COMPLETE THE FOLLOWING
- 1) From the sound card comparison, reproduce the passage between "For the absolute" and "the final playback.", inclusive.
- 2) Decide whether each statement (a), (b) and (c) agrees with the sound card comparison, and for each give yes or no along with the text's deciding words quoted exactly. (a) The X-Fi APU can handle up to 128 hardware voices. (b) The Xonar series supports more hardware voices than the X-Fi APU. (c) CMSS-3D is considered worse than Xonar's offering.
- 3) Answer these questions from the sound card comparison, each on its own line:
(a) Toward what interface are the APUs said to be moving?
(b) Up to how many software voices can the X-Fi APUs handle simultaneously?
(c) What does the text say the CA201K is?
::: SELECTED EXCERPT
The move towards PCIEx1 should allow these APUs to go back to full boogie, which is just sick . . . 

To put it into comparison - the CA201K is a full-blown audio processing unit, not a DSP or chipset like the C-Media units are; the X-Fi APU is capable of handling up to 128 hardware voices (literally up to 128 seperate audio sounds at a given time); the Xonar series can also support 128 hardware voices . . . but when we go into what the cards are capable of with software voices, the X-Fi APUs lead the pack with capability of up to 65,535 voices simultaneously . . . no C-Media chipset on the market can even come close to this capability, most topping out only within the 10,000-15,000 range (IIRC).

For the absolute best positional audio and playback possible, you need higher software voice support - big reason why CMSS-3D is still considered much better than Xonar's offering (Xear3D, IIRC); number of software voices also plays a big role in how many different times the same sound can be played at the same time, as well as software occlusion effects, and countless other aspects of the final playback.
::::::
::: RECORDED INFORMATION
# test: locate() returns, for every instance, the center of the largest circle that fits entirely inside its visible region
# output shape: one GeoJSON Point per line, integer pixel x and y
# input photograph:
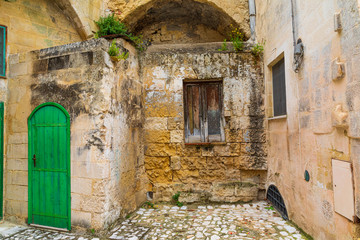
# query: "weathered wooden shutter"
{"type": "Point", "coordinates": [193, 113]}
{"type": "Point", "coordinates": [203, 112]}
{"type": "Point", "coordinates": [2, 51]}
{"type": "Point", "coordinates": [279, 88]}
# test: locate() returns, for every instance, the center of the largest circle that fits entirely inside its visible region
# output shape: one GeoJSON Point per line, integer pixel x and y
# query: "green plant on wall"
{"type": "Point", "coordinates": [110, 25]}
{"type": "Point", "coordinates": [257, 49]}
{"type": "Point", "coordinates": [114, 52]}
{"type": "Point", "coordinates": [175, 197]}
{"type": "Point", "coordinates": [223, 46]}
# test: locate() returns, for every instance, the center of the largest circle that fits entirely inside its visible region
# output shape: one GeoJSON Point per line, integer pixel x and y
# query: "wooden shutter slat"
{"type": "Point", "coordinates": [279, 88]}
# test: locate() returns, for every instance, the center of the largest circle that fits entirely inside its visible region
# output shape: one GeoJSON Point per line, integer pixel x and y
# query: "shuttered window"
{"type": "Point", "coordinates": [203, 112]}
{"type": "Point", "coordinates": [279, 88]}
{"type": "Point", "coordinates": [2, 51]}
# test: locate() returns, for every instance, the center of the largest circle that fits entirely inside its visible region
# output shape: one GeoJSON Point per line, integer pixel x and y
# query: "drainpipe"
{"type": "Point", "coordinates": [252, 12]}
{"type": "Point", "coordinates": [298, 45]}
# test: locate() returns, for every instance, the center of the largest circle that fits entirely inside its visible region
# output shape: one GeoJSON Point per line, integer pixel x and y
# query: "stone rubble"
{"type": "Point", "coordinates": [212, 222]}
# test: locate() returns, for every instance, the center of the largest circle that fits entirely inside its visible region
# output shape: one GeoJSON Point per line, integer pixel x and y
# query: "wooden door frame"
{"type": "Point", "coordinates": [30, 159]}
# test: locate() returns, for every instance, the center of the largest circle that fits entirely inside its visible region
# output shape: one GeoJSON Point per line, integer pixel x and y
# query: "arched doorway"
{"type": "Point", "coordinates": [49, 166]}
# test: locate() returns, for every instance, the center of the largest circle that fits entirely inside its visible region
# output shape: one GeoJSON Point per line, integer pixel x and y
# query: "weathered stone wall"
{"type": "Point", "coordinates": [316, 129]}
{"type": "Point", "coordinates": [35, 25]}
{"type": "Point", "coordinates": [104, 102]}
{"type": "Point", "coordinates": [231, 171]}
{"type": "Point", "coordinates": [182, 21]}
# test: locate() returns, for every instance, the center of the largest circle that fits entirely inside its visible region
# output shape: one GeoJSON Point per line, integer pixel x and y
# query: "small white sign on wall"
{"type": "Point", "coordinates": [343, 189]}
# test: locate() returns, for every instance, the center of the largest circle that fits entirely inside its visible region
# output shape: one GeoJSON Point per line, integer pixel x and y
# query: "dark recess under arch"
{"type": "Point", "coordinates": [176, 13]}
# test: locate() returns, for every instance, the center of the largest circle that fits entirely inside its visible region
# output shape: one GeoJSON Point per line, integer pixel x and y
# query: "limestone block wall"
{"type": "Point", "coordinates": [184, 21]}
{"type": "Point", "coordinates": [234, 170]}
{"type": "Point", "coordinates": [35, 25]}
{"type": "Point", "coordinates": [322, 119]}
{"type": "Point", "coordinates": [103, 100]}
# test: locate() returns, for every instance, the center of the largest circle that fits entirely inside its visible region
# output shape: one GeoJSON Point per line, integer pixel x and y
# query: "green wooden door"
{"type": "Point", "coordinates": [1, 157]}
{"type": "Point", "coordinates": [49, 166]}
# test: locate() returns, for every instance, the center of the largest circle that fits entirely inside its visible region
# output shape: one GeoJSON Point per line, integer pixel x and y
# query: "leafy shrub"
{"type": "Point", "coordinates": [257, 49]}
{"type": "Point", "coordinates": [114, 51]}
{"type": "Point", "coordinates": [237, 39]}
{"type": "Point", "coordinates": [110, 25]}
{"type": "Point", "coordinates": [223, 46]}
{"type": "Point", "coordinates": [175, 197]}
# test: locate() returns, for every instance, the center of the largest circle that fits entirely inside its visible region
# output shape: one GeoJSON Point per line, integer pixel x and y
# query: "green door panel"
{"type": "Point", "coordinates": [1, 157]}
{"type": "Point", "coordinates": [49, 166]}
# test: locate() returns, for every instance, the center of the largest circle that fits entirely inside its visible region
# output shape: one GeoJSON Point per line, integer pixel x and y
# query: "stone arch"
{"type": "Point", "coordinates": [76, 18]}
{"type": "Point", "coordinates": [201, 17]}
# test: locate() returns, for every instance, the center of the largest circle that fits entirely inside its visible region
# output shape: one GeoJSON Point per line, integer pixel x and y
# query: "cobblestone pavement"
{"type": "Point", "coordinates": [210, 222]}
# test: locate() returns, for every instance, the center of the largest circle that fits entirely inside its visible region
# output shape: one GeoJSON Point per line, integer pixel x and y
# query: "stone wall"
{"type": "Point", "coordinates": [34, 25]}
{"type": "Point", "coordinates": [234, 170]}
{"type": "Point", "coordinates": [104, 102]}
{"type": "Point", "coordinates": [183, 21]}
{"type": "Point", "coordinates": [322, 119]}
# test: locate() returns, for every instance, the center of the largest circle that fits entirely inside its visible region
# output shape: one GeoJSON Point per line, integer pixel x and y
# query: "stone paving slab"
{"type": "Point", "coordinates": [211, 222]}
{"type": "Point", "coordinates": [204, 222]}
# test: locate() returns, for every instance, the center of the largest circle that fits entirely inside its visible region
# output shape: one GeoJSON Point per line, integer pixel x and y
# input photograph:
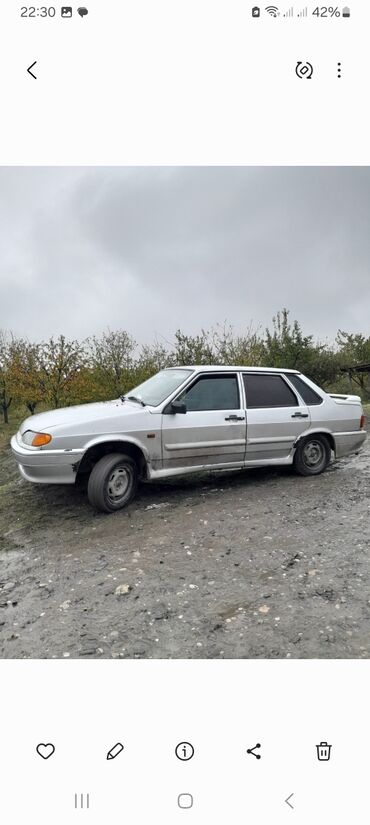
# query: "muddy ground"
{"type": "Point", "coordinates": [254, 564]}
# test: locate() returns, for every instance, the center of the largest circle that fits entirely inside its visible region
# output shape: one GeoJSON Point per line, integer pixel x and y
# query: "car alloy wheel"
{"type": "Point", "coordinates": [313, 453]}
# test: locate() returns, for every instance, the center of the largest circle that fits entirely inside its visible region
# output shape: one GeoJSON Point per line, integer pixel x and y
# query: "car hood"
{"type": "Point", "coordinates": [81, 414]}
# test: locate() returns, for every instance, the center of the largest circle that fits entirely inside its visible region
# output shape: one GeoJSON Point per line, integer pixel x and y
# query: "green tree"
{"type": "Point", "coordinates": [112, 359]}
{"type": "Point", "coordinates": [6, 394]}
{"type": "Point", "coordinates": [60, 364]}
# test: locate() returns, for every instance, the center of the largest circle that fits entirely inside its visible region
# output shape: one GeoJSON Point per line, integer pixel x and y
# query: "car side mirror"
{"type": "Point", "coordinates": [178, 407]}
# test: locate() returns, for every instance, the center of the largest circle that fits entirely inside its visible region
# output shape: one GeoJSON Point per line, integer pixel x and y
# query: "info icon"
{"type": "Point", "coordinates": [184, 751]}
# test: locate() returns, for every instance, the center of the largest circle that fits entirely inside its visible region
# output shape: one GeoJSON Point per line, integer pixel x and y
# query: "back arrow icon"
{"type": "Point", "coordinates": [289, 803]}
{"type": "Point", "coordinates": [29, 70]}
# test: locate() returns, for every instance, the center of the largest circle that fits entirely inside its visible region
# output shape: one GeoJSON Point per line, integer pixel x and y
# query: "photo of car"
{"type": "Point", "coordinates": [189, 419]}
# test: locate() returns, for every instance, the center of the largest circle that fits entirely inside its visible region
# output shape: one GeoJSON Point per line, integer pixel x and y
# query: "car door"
{"type": "Point", "coordinates": [276, 416]}
{"type": "Point", "coordinates": [213, 429]}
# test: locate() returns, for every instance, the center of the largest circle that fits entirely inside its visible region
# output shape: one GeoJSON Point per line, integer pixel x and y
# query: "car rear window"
{"type": "Point", "coordinates": [307, 393]}
{"type": "Point", "coordinates": [268, 391]}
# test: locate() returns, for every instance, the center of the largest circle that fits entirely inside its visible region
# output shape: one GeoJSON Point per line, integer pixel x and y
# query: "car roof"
{"type": "Point", "coordinates": [222, 368]}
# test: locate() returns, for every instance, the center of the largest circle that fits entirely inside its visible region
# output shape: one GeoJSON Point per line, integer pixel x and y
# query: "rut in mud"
{"type": "Point", "coordinates": [256, 564]}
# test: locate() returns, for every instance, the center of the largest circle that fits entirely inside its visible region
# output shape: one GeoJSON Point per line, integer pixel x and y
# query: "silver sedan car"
{"type": "Point", "coordinates": [188, 419]}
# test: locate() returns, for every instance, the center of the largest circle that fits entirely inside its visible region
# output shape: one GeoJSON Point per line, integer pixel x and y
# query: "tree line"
{"type": "Point", "coordinates": [60, 372]}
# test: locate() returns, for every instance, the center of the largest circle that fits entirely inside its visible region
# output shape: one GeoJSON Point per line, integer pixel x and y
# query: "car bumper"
{"type": "Point", "coordinates": [45, 466]}
{"type": "Point", "coordinates": [346, 443]}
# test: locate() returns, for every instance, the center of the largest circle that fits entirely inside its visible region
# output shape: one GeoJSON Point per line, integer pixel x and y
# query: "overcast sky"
{"type": "Point", "coordinates": [151, 250]}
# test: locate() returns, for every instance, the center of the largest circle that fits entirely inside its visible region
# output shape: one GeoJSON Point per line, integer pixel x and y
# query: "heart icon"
{"type": "Point", "coordinates": [45, 751]}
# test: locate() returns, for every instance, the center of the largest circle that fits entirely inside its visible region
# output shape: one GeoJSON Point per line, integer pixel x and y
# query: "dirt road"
{"type": "Point", "coordinates": [249, 564]}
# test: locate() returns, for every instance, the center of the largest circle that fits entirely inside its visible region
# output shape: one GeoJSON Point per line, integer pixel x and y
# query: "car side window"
{"type": "Point", "coordinates": [212, 392]}
{"type": "Point", "coordinates": [268, 391]}
{"type": "Point", "coordinates": [307, 393]}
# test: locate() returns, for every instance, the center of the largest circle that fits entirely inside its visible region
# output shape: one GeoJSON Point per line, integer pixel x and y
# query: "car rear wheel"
{"type": "Point", "coordinates": [312, 455]}
{"type": "Point", "coordinates": [112, 482]}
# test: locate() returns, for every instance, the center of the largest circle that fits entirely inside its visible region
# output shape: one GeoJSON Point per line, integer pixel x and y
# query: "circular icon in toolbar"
{"type": "Point", "coordinates": [184, 751]}
{"type": "Point", "coordinates": [304, 70]}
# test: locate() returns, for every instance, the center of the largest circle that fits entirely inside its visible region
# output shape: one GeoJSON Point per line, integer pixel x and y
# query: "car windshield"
{"type": "Point", "coordinates": [159, 387]}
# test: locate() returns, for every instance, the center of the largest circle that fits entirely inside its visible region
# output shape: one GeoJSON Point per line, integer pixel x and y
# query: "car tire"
{"type": "Point", "coordinates": [312, 455]}
{"type": "Point", "coordinates": [112, 482]}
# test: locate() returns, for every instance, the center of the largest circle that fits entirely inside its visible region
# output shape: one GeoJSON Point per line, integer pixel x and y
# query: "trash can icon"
{"type": "Point", "coordinates": [323, 752]}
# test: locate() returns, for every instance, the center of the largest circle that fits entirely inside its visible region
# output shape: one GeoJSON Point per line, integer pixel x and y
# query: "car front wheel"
{"type": "Point", "coordinates": [312, 455]}
{"type": "Point", "coordinates": [112, 482]}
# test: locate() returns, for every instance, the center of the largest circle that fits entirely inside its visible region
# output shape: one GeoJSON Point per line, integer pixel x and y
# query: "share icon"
{"type": "Point", "coordinates": [251, 751]}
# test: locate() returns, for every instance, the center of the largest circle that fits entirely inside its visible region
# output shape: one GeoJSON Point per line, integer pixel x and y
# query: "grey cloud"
{"type": "Point", "coordinates": [154, 249]}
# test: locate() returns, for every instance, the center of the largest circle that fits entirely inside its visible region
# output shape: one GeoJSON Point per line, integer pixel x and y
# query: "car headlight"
{"type": "Point", "coordinates": [33, 439]}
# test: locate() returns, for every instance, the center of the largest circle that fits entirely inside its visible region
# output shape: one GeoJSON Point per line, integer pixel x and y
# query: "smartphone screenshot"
{"type": "Point", "coordinates": [184, 395]}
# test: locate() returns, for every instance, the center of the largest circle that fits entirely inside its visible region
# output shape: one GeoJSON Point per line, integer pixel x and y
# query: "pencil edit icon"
{"type": "Point", "coordinates": [115, 751]}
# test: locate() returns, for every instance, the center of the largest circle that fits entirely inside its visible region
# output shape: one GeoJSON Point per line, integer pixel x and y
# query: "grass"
{"type": "Point", "coordinates": [16, 416]}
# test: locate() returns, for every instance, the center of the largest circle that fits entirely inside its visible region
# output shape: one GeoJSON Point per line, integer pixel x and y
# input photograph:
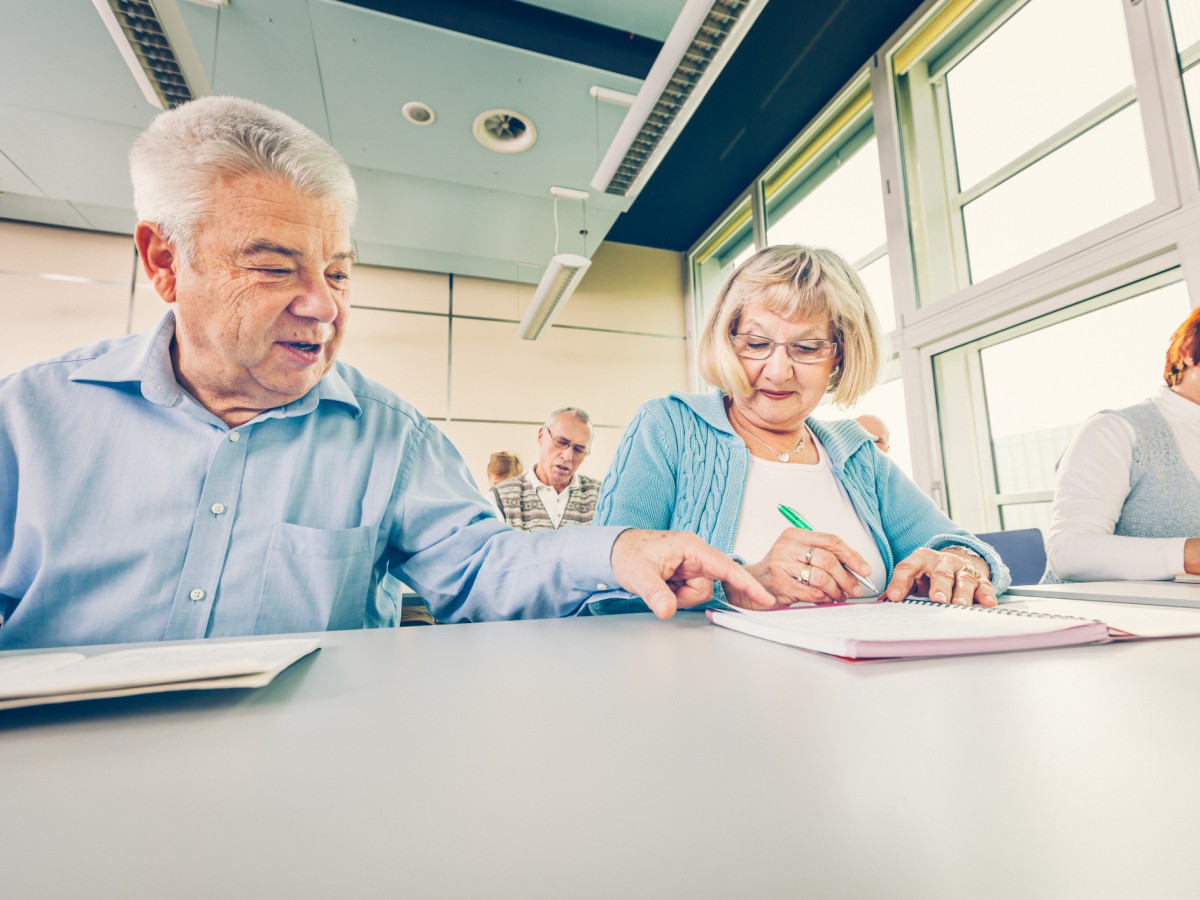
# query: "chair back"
{"type": "Point", "coordinates": [1024, 552]}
::::::
TASK ANSWERS
- 1)
For the absolute best positional audio and playback possible, you need higher software voice support - big reason why CMSS-3D is still considered much better than Xonar's offering (Xear3D, IIRC); number of software voices also plays a big role in how many different times the same sound can be played at the same time, as well as software occlusion effects, and countless other aspects of the final playback.

- 2)
(a) Yes: "the X-Fi APU is capable of handling up to 128 hardware voices"
(b) No: "the Xonar series can also support 128 hardware voices"
(c) No: "CMSS-3D is still considered much better than Xonar's offering"

- 3)
(a) PCIEx1
(b) 65,535
(c) A full-blown audio processing unit, not a DSP or chipset like the C-Media units.